**Your instructions**. Each entry needs to be restated exactly as written.

### Records for this task

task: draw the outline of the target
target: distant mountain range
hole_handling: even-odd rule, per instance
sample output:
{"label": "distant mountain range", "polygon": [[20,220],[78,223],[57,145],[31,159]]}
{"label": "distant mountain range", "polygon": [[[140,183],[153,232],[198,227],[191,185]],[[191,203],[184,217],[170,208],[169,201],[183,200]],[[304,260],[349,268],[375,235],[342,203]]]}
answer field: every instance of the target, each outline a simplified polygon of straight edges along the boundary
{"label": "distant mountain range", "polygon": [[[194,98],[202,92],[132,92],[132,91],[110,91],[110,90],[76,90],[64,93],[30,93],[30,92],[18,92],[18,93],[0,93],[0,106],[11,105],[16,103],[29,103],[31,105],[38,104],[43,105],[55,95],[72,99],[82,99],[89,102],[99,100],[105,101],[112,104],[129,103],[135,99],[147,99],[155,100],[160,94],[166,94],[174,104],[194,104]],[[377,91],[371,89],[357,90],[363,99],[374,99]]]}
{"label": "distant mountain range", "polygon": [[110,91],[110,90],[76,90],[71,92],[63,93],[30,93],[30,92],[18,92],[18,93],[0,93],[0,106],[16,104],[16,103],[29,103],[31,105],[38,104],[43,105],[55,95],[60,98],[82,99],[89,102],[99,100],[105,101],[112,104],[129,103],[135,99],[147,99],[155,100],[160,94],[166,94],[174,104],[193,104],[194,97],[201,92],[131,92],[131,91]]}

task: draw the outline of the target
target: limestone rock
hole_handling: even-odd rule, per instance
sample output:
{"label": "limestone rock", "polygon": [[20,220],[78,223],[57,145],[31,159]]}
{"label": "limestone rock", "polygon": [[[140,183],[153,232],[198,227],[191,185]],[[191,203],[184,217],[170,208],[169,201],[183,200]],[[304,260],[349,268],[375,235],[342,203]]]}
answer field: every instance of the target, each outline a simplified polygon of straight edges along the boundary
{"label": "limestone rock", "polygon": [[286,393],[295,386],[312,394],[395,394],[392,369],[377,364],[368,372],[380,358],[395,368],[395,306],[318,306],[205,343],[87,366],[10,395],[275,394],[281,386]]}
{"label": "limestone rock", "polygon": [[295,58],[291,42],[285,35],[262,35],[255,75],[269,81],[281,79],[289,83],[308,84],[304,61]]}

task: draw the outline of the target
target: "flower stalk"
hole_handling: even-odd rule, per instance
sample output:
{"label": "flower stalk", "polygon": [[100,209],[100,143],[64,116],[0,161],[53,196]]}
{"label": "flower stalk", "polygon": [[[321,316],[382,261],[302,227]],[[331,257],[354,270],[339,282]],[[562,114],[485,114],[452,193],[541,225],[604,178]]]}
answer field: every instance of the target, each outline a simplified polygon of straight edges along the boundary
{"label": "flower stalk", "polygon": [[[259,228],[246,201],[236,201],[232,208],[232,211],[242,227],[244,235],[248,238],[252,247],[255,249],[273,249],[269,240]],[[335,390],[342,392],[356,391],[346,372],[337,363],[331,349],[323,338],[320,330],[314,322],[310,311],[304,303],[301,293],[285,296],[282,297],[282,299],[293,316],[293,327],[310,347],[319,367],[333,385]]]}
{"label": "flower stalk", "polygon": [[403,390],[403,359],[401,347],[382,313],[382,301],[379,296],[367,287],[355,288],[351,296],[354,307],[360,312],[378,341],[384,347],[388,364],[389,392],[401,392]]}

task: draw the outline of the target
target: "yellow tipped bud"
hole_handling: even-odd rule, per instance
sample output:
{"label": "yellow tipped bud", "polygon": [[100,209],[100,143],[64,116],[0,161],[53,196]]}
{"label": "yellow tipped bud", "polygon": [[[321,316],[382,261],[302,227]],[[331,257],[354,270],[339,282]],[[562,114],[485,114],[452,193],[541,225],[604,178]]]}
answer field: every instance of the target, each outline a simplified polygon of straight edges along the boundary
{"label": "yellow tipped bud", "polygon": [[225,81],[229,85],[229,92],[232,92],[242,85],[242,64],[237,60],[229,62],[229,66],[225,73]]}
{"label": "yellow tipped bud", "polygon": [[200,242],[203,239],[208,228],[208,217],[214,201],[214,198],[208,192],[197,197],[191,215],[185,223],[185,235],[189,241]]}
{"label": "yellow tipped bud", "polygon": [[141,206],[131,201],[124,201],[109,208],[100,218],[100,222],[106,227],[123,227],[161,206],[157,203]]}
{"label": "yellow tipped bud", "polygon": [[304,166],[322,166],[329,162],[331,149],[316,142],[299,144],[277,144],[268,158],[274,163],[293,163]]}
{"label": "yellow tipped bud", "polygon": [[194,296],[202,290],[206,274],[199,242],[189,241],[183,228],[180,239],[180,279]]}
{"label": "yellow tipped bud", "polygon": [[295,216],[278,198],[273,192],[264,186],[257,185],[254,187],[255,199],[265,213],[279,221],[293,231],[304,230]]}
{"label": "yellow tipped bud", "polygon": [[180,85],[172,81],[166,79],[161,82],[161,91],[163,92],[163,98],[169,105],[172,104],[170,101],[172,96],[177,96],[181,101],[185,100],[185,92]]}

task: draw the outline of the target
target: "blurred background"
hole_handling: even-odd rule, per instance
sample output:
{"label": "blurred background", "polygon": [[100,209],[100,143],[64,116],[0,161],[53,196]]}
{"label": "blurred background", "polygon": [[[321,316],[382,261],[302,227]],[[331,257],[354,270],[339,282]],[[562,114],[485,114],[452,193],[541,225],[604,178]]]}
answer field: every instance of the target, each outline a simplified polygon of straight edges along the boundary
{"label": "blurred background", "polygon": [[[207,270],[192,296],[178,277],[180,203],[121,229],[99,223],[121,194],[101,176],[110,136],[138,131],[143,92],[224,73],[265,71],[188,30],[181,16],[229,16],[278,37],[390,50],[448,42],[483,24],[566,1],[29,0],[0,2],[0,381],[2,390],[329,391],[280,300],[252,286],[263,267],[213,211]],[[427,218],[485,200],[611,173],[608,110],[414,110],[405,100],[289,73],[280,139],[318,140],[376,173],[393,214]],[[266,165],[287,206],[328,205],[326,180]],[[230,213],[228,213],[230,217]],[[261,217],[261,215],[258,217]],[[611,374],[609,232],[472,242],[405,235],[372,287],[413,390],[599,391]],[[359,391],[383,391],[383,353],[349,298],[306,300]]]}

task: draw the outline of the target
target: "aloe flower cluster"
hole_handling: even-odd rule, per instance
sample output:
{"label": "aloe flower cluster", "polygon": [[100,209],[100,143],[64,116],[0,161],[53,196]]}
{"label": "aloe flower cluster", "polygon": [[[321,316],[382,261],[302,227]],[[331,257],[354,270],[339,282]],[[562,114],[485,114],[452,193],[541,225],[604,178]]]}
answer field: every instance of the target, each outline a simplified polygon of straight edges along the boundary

######

**Answer to the exercise**.
task: draw the outline of the target
target: distant mountain range
hole_handling: even-odd rule, per instance
sample output:
{"label": "distant mountain range", "polygon": [[20,220],[78,223],[57,145],[31,159]]}
{"label": "distant mountain range", "polygon": [[[140,183],[153,232],[198,227],[191,185]],[[191,203],[184,217],[170,208],[169,201],[183,200]],[[304,260],[349,268],[375,235],[342,203]]]}
answer field: every instance of the target, each outline a simplified polygon of straight edges along the boundary
{"label": "distant mountain range", "polygon": [[[194,98],[202,92],[132,92],[132,91],[110,91],[110,90],[76,90],[64,93],[30,93],[30,92],[18,92],[18,93],[0,93],[0,106],[11,105],[16,103],[29,103],[31,105],[38,104],[43,105],[55,95],[72,99],[82,99],[89,102],[99,100],[105,101],[112,104],[129,103],[135,99],[147,99],[155,100],[160,94],[166,94],[174,104],[194,104]],[[377,91],[371,89],[357,90],[363,99],[374,99]]]}
{"label": "distant mountain range", "polygon": [[110,91],[110,90],[76,90],[71,92],[63,93],[30,93],[30,92],[18,92],[18,93],[0,93],[0,106],[16,104],[16,103],[29,103],[31,105],[38,104],[43,105],[55,95],[60,98],[82,99],[89,102],[99,100],[105,101],[112,104],[129,103],[135,99],[147,99],[155,100],[160,94],[166,94],[174,104],[193,104],[194,97],[201,92],[131,92],[131,91]]}

task: draw the outline of the target
target: limestone rock
hole_handling: even-odd rule, per instance
sample output:
{"label": "limestone rock", "polygon": [[20,220],[78,223],[57,145],[31,159]]}
{"label": "limestone rock", "polygon": [[[140,183],[153,232],[198,227],[191,185]],[[191,203],[184,217],[170,208],[169,201],[183,200]],[[304,260],[349,268],[375,235],[342,203]]]}
answer field: every instance of the target, each outline a simplified polygon of straight edges along the boundary
{"label": "limestone rock", "polygon": [[286,393],[295,386],[312,394],[395,394],[392,369],[377,364],[368,372],[380,358],[395,368],[395,306],[318,306],[205,343],[87,366],[10,395],[275,394],[281,386]]}
{"label": "limestone rock", "polygon": [[295,58],[291,42],[285,35],[262,35],[255,75],[269,81],[281,79],[289,83],[308,84],[304,61]]}

task: draw the outline of the target
target: "flower stalk"
hole_handling: even-odd rule, per instance
sample output:
{"label": "flower stalk", "polygon": [[100,209],[100,143],[64,116],[0,161],[53,196]]}
{"label": "flower stalk", "polygon": [[[321,316],[382,261],[302,227]],[[331,257],[354,270],[339,282]],[[562,114],[485,114],[452,193],[541,225],[604,178]]]}
answer field: every instance of the target, each outline a simplified polygon of straight edges along the boundary
{"label": "flower stalk", "polygon": [[[259,228],[246,201],[236,201],[232,208],[232,211],[242,227],[244,235],[248,238],[252,247],[255,249],[273,249],[269,240]],[[335,390],[342,392],[356,391],[346,372],[337,363],[331,349],[323,338],[320,330],[314,322],[310,311],[304,303],[301,293],[285,296],[282,297],[282,299],[293,316],[293,327],[310,347],[319,367],[333,385]]]}
{"label": "flower stalk", "polygon": [[403,390],[403,359],[401,347],[382,313],[382,301],[379,296],[367,287],[355,288],[351,296],[354,307],[360,312],[378,341],[384,347],[388,364],[389,392],[401,392]]}

task: draw the outline of the target
target: "yellow tipped bud"
hole_handling: even-odd rule, per instance
sample output:
{"label": "yellow tipped bud", "polygon": [[100,209],[100,143],[64,116],[0,161],[53,196]]}
{"label": "yellow tipped bud", "polygon": [[[321,316],[382,261],[302,227]],[[331,257],[354,270],[339,282]],[[562,114],[485,114],[452,193],[541,225],[604,178]]]}
answer field: every instance of the target, each outline a simplified polygon of straight edges along the boundary
{"label": "yellow tipped bud", "polygon": [[225,81],[229,85],[229,92],[232,92],[242,85],[242,64],[237,60],[229,62],[229,66],[225,73]]}
{"label": "yellow tipped bud", "polygon": [[200,242],[203,239],[208,228],[208,217],[214,201],[214,198],[208,192],[197,197],[191,215],[185,223],[185,235],[189,241]]}
{"label": "yellow tipped bud", "polygon": [[141,206],[131,201],[124,201],[109,208],[100,218],[100,222],[106,227],[123,227],[161,206],[157,203]]}
{"label": "yellow tipped bud", "polygon": [[304,166],[322,166],[329,162],[331,149],[316,142],[299,144],[277,144],[268,158],[274,163],[293,163]]}
{"label": "yellow tipped bud", "polygon": [[194,296],[202,290],[206,274],[199,242],[189,241],[183,228],[180,239],[180,279]]}
{"label": "yellow tipped bud", "polygon": [[295,216],[278,198],[273,192],[264,186],[257,185],[254,187],[255,199],[265,213],[279,221],[293,231],[304,230]]}
{"label": "yellow tipped bud", "polygon": [[180,85],[172,81],[166,79],[161,82],[161,91],[163,92],[163,98],[169,105],[172,104],[170,101],[172,96],[177,96],[181,101],[185,100],[185,92]]}

task: draw the outline of the target
target: "blurred background"
hole_handling: even-odd rule, per instance
sample output:
{"label": "blurred background", "polygon": [[100,209],[100,143],[64,116],[0,161],[53,196]]}
{"label": "blurred background", "polygon": [[[321,316],[382,261],[302,227]],[[331,257],[354,270],[339,282]],[[562,114],[485,114],[452,193],[541,225],[604,178]]]}
answer field: every instance of the target, each outline a simplified polygon of straight edges along the boundary
{"label": "blurred background", "polygon": [[[207,270],[192,296],[178,277],[180,203],[121,229],[99,223],[121,194],[101,176],[110,136],[138,131],[143,92],[224,73],[265,71],[188,30],[181,16],[229,16],[278,37],[390,50],[448,42],[483,24],[566,1],[29,0],[0,2],[0,381],[2,390],[329,391],[280,300],[252,286],[263,267],[213,211]],[[427,218],[485,200],[611,173],[608,110],[414,110],[405,100],[289,73],[280,139],[318,140],[376,173],[393,214]],[[266,165],[287,206],[328,205],[326,180]],[[230,213],[228,213],[230,217]],[[261,217],[261,215],[258,217]],[[611,374],[609,232],[472,242],[405,235],[372,287],[413,390],[599,391]],[[359,391],[383,391],[383,353],[349,298],[306,300]]]}

task: draw the outline of the target
target: "aloe flower cluster"
hole_handling: even-odd rule, per instance
sample output:
{"label": "aloe flower cluster", "polygon": [[100,209],[100,143],[64,116],[0,161],[53,196]]}
{"label": "aloe flower cluster", "polygon": [[[321,316],[382,261],[302,227]],[[331,257],[354,270],[339,282]],[[562,114],[485,114],[452,193],[541,225],[604,178]]]}
answer field: every instance of the target, each outline a simplified polygon of straight edges along the boundary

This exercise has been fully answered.